■ Input records:
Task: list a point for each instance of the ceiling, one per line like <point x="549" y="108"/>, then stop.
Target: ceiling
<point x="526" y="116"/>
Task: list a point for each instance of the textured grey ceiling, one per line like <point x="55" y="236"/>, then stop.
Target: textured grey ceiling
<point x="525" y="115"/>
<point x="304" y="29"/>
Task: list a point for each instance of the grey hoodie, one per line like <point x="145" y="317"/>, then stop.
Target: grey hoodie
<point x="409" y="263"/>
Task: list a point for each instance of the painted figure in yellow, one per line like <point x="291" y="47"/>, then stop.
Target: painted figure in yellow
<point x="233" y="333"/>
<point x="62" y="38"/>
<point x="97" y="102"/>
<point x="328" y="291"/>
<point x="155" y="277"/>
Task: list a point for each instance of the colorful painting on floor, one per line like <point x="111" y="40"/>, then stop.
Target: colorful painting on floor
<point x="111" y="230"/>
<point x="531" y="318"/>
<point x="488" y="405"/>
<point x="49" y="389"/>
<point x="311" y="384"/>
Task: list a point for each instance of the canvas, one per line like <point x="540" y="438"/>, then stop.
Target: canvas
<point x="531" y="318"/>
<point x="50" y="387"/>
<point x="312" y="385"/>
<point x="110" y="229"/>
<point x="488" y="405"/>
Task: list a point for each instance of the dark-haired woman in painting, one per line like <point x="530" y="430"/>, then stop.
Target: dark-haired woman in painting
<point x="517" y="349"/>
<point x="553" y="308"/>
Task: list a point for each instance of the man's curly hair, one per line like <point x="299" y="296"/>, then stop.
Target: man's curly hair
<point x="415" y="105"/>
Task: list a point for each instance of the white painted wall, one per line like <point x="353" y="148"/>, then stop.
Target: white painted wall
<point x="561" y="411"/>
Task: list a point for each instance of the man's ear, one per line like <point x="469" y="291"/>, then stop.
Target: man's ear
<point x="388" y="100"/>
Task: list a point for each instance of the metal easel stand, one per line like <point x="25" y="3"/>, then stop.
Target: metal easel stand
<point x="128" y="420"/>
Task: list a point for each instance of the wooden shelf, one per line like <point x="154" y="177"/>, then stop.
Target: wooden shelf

■ What the exercise asks: The data above should be copied exactly, with no line omitted.

■ Answer:
Task: list a point for each instance of the ceiling, one per line like <point x="549" y="108"/>, then stop.
Target: ceiling
<point x="526" y="116"/>
Task: list a point for each instance of the textured grey ceiling, one per line like <point x="55" y="236"/>, then stop.
Target: textured grey ceiling
<point x="525" y="115"/>
<point x="304" y="29"/>
Task: list a point for each instance of the grey hoodie, one per line like <point x="145" y="317"/>, then stop.
Target: grey hoodie
<point x="409" y="263"/>
Task: list a point for each instance of the painted figure in yellow, one per line like <point x="291" y="47"/>, then stop.
Target: painted figure in yellow
<point x="233" y="333"/>
<point x="62" y="38"/>
<point x="97" y="102"/>
<point x="328" y="291"/>
<point x="155" y="277"/>
Task: list a point for each instance of the colorful painting on floor, one per line like <point x="111" y="40"/>, then stop.
Target: colorful painting on floor
<point x="111" y="230"/>
<point x="531" y="318"/>
<point x="488" y="405"/>
<point x="49" y="389"/>
<point x="311" y="384"/>
Task: list a point for each instance of the canvas, one per line like <point x="540" y="438"/>, then stop.
Target: canvas
<point x="531" y="318"/>
<point x="50" y="387"/>
<point x="312" y="385"/>
<point x="110" y="229"/>
<point x="488" y="405"/>
Task: list a point for each instance of the dark-haired woman in painting, one per line like <point x="530" y="430"/>, then stop.
Target: dark-haired woman in painting
<point x="517" y="349"/>
<point x="553" y="308"/>
Task: list a point for each instance of the man's curly hair, one per line like <point x="299" y="296"/>, then stop.
Target: man's curly hair
<point x="415" y="105"/>
Task: list a point for each instance of the white painted wall, one per line like <point x="353" y="148"/>, then stop.
Target: white painted wall
<point x="561" y="411"/>
Task: list a point for each instance of the man's ear, one per line like <point x="469" y="291"/>, then stop.
Target: man's ear
<point x="388" y="100"/>
Task: list a point for each instance of the metal easel stand, one per line like <point x="25" y="3"/>, then stop.
Target: metal easel stand
<point x="128" y="420"/>
Task: list a point for each instance of the wooden shelf, one per line like <point x="154" y="177"/>, then stop.
Target: wooden shelf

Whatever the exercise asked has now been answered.